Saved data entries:
========================

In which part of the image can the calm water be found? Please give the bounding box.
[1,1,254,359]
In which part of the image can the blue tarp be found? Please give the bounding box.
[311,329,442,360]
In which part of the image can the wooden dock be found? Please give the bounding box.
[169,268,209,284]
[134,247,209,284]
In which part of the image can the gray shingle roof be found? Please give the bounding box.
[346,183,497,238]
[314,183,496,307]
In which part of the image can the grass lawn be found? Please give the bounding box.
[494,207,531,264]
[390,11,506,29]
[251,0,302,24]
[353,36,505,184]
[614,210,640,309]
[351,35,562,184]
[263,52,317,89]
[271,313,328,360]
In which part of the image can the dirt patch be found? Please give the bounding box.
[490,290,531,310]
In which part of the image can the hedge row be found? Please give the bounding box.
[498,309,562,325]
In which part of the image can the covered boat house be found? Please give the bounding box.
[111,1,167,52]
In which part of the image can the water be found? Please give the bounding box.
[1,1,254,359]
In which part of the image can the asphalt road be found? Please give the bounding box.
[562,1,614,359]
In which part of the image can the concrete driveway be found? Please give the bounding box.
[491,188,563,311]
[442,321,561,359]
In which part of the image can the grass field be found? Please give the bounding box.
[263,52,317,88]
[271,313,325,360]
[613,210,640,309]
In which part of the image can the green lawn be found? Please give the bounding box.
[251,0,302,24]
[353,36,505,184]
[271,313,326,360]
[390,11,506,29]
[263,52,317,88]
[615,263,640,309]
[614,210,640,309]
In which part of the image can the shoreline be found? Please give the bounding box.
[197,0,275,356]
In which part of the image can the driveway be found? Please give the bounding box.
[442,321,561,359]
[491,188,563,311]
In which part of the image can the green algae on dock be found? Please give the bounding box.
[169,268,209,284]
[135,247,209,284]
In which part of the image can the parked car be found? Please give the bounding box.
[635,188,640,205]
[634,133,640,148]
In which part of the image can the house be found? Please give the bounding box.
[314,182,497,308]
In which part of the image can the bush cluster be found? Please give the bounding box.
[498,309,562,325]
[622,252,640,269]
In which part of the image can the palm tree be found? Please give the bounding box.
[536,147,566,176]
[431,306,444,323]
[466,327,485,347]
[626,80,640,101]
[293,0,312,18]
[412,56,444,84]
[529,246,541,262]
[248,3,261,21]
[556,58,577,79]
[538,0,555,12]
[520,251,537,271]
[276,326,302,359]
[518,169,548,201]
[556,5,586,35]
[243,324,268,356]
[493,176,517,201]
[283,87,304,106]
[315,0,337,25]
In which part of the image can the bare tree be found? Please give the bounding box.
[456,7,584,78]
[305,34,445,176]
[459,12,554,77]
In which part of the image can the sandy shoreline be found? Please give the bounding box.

========================

§ What to do
The entries shown above should be duplicated exactly.

§ Answer below
In which part of the image can the calm water be found? Please give the bounding box.
[1,1,254,359]
In which part of the image can the blue tarp be found? Please give the bounding box.
[311,329,442,360]
In which part of the image can the wooden dock be found? Please give the bounding box.
[169,268,209,284]
[134,247,209,284]
In which part of the image can the gray shingle roof be found? Please give the bounding box.
[346,183,497,238]
[314,183,496,307]
In which part of the image can the grass lawn be found? Please give the bounding box.
[494,207,531,264]
[390,11,506,29]
[251,0,302,24]
[353,36,505,184]
[614,210,640,309]
[351,35,562,184]
[263,52,317,89]
[271,313,328,360]
In which part of the image can the dirt patch be found? Please give the bounding box.
[490,290,531,310]
In which part of the image can the hedge row be found? Please give the bounding box.
[498,309,562,325]
In which part of the image can the covered boat house be found? Please give the bounding box.
[111,1,167,52]
In which part of the image can the water be found? Please give the bounding box.
[1,1,254,359]
In which part of the image can the asphalt road be found? Please give the bounding box.
[562,1,614,359]
In which part of the image can the concrete driveway be found? Please give the bounding box.
[491,188,563,311]
[442,321,561,359]
In which part of the image can the grass field be found? Please give the bounding box.
[263,52,317,88]
[271,313,325,360]
[613,210,640,309]
In which part of the image can the green lawn be found? Please give the bounding box.
[251,0,302,24]
[353,36,505,184]
[271,313,326,360]
[390,11,506,29]
[263,52,317,88]
[615,263,640,309]
[614,210,640,309]
In which part of the image can the shoreline be found? Please give the bounding box.
[197,0,275,356]
In which part of the image can the driveway be found? Please give the bounding box.
[442,321,561,359]
[491,188,563,311]
In which part of the image can the green algae on dock be found? Please give the bounding box.
[169,268,209,284]
[135,247,209,284]
In which part of the image can the parked car be found? Please give the bounding box.
[635,188,640,205]
[634,133,640,148]
In which part of the image can the house be found? Please give the bounding box.
[314,182,497,308]
In which part of the image can the bush cluster be found? Please give the bounding box.
[498,309,562,325]
[622,252,640,269]
In which part of the image can the palm tree be found? Please give the bounding box.
[536,147,566,176]
[431,306,444,323]
[466,327,485,347]
[626,80,640,101]
[293,0,312,18]
[412,56,444,84]
[529,246,541,262]
[248,3,261,21]
[556,58,577,79]
[538,0,555,12]
[520,251,537,271]
[276,326,302,359]
[518,169,548,201]
[556,5,586,35]
[243,324,268,356]
[493,176,517,201]
[283,87,304,106]
[315,0,337,25]
In which part of the image can the bare tree be found? Please give the bounding box.
[456,7,584,78]
[305,34,445,176]
[459,12,554,77]
In which part of the image can the sandy shoreline be found? Please give the bounding box.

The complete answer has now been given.